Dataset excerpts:

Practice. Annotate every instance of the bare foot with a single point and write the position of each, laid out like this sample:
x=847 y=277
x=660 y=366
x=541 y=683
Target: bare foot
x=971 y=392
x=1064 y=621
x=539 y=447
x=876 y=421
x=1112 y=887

Action item:
Give the data again exactly, line for line.

Task response:
Practice. Annotate every instance of the bare foot with a single point and write the position of each, laid out like this sample:
x=847 y=277
x=660 y=366
x=541 y=683
Target: bare foot
x=971 y=392
x=1064 y=621
x=539 y=447
x=876 y=421
x=1112 y=887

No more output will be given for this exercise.